> [Passage provided]:
= = =
The relevant property of a gate is often its entangling power, and the requirement for a two-qubit gate in a universal set of gates is that it is a “perfect entangler”. A perfect entangler can produce a maximally entangled state from a separable input state. Since 85% of all two-qubit gates are perfect entanglers [56][57], a functional that targets an arbitrary perfect entangler [28][29] solves the control problem with the least constraints.

The optimization towards an arbitrary perfect entangler is closely related to an optimization towards a point in the Weyl chamber (How to optimize towards a two-qubit gate up to single-qubit corrections): It turns out that in the geometric representation of the Weyl chamber, all the perfect entanglers lie within a polyhedron, and we can simply minimize the geometric distance to the surface of this polyhedron.

Use krotov.objectives.gate_objectives() with gate='PE' in order to construct a list of objectives suitable for an optimization using the perfect entanglers functional [28][29]. This is illustrated in the Optimization towards a Perfect Entangler.

Again, the chi_constructor is available in the weylchamber package.

Both the optimization towards a local equivalence class and an arbitrary perfect entangler may require use of the second-order update equation, see Second order update.

How to optimize in a dissipative system

To optimize a dissipative system, it is sufficient to set an Objective with a density matrix for the initial_state and target, and a Liouvillian in Objective.H. See the Optimization of Dissipative Qubit Reset for an example.
= = =
(Extracted data entries)
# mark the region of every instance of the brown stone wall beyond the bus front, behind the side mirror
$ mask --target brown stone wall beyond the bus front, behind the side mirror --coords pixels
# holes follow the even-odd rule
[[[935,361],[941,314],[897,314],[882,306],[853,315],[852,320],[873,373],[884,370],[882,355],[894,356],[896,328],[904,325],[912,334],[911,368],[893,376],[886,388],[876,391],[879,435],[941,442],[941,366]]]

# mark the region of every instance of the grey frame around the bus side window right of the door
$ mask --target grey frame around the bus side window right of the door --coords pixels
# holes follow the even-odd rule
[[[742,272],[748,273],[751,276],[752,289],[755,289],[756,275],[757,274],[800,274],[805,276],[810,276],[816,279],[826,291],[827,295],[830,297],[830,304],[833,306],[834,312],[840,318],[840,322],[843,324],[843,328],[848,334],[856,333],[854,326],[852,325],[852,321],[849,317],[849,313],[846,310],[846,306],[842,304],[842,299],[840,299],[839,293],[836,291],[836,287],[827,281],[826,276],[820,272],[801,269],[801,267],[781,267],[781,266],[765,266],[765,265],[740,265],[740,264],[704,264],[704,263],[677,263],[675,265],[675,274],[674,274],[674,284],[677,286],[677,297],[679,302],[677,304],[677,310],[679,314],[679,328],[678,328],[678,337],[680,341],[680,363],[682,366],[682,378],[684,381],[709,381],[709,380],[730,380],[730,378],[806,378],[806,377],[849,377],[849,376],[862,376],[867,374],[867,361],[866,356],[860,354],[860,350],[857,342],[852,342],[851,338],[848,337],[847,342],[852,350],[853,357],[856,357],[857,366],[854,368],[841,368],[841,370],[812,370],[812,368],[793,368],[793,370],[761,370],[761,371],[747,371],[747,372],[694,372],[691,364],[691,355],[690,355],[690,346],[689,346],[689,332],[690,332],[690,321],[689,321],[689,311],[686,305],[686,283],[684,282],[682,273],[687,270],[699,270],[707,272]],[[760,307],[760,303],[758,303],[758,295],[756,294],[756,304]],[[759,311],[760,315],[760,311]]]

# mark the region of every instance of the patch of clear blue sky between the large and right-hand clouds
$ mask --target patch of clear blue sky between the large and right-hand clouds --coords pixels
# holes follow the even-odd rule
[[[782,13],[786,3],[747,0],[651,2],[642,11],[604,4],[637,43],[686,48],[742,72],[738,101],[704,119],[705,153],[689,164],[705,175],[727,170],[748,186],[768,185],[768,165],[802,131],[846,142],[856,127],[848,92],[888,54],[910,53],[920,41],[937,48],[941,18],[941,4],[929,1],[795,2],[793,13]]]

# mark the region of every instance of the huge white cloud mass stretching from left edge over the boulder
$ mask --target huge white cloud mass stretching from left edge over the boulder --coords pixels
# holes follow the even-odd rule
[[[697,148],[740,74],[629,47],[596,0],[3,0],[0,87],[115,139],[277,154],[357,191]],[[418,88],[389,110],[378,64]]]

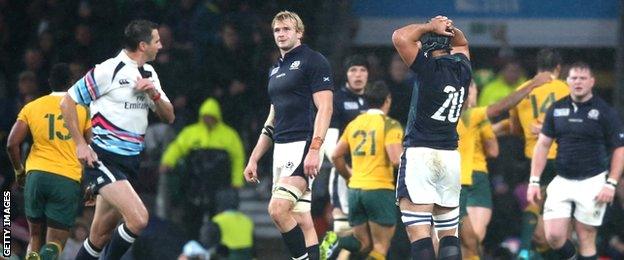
= = =
> [Tasks]:
• 1. In the passage on perfect entanglers, what share of all two-qubit gates are perfect entanglers?
• 2. Substitute "polytope" for "polyhedron" in the part of the perfect-entangler passage that opens with the words containing "The optimization towards an" and closes with "Second order update.", and give that part again.
• 3. Extend the documentation passage on optimizing quantum gates and dissipative systems, starting after its final sentence.

> [Expected responses]:
• 1. 85% of all two-qubit gates are perfect entanglers.

• 2.
The optimization towards an arbitrary perfect entangler is closely related to an optimization towards a point in the Weyl chamber (How to optimize towards a two-qubit gate up to single-qubit corrections): It turns out that in the geometric representation of the Weyl chamber, all the perfect entanglers lie within a polytope, and we can simply minimize the geometric distance to the surface of this polytope.

Use krotov.objectives.gate_objectives() with gate='PE' in order to construct a list of objectives suitable for an optimization using the perfect entanglers functional [28][29]. This is illustrated in the Optimization towards a Perfect Entangler.

Again, the chi_constructor is available in the weylchamber package.

Both the optimization towards a local equivalence class and an arbitrary perfect entangler may require use of the second-order update equation, see Second order update.

• 3.
Instead of a Liouvillian, it is also possible to set Objective.H to the system Hamiltonian, and Objective.c_ops to the appropriate Lindblad operators. However, it is generally much more efficient to use krotov.objectives.liouvillian() to convert a time-dependent Hamiltonian and a list of Lindblad operators into a time-dependent Liouvillian. In either case, the propagate routine passed to optimize_pulses() must be aware of and compatible with the convention for the objectives.

Specifically for gate optimization, the routine gate_objectives() can be used to automatically set appropriate objectives for an optimization in Liouville space. The parameter liouville_states_set indicates that the system dynamics are in Liouville space and sets an appropriate choice of matrices that track the optimization according to Ref. [27]. See the Optimization of a Dissipative Quantum Gate for an example.

For weak dissipation, it may also be possible to avoid the use of density matrices altogether, and to instead use a non-Hermitian Hamiltonian. For example, you may use the effective Hamiltonian from the MCWF method [58],

\[\Op{H}_{\text{eff}} = \Op{H} - \frac{i}{2} \sum_k \Op{L}_k^\dagger \Op{L}_k\,,\]

for the Hermitian Hamiltonian \(\Op{H}\) and the Lindblad operators \(\Op{L}_k\). Propagating \(\Op{H}_{\text{eff}}\) (without quantum jumps) will lead to a decay in the norm of the state corresponding to how much dissipation the state is subjected to. Numerically, this will usually increase the value of the optimization functional (that is, the error). Thus the optimization can be pushed towards avoiding decoherence, without explicitly performing the optimization in Liouville space. See the Optimization of a Dissipative State-to-State Transfer in a Lambda System for an example.

How to optimize for robust pulses

Control fields can be made robust with respect to variations in the system by performing an “ensemble optimization” [26]. The idea is to sample a representative selection of possible system Hamiltonians, and to optimize over an average of the entire ensemble. In the functional, Eq. (1), respectively the update Eq. (12), the index \(k\) now numbers not only the states, but also different ensemble Hamiltonians: \(\Op{H}(\{\epsilon_l(t)\}) \rightarrow \{\Op{H}_k(\{\epsilon_l(t)\})\}\).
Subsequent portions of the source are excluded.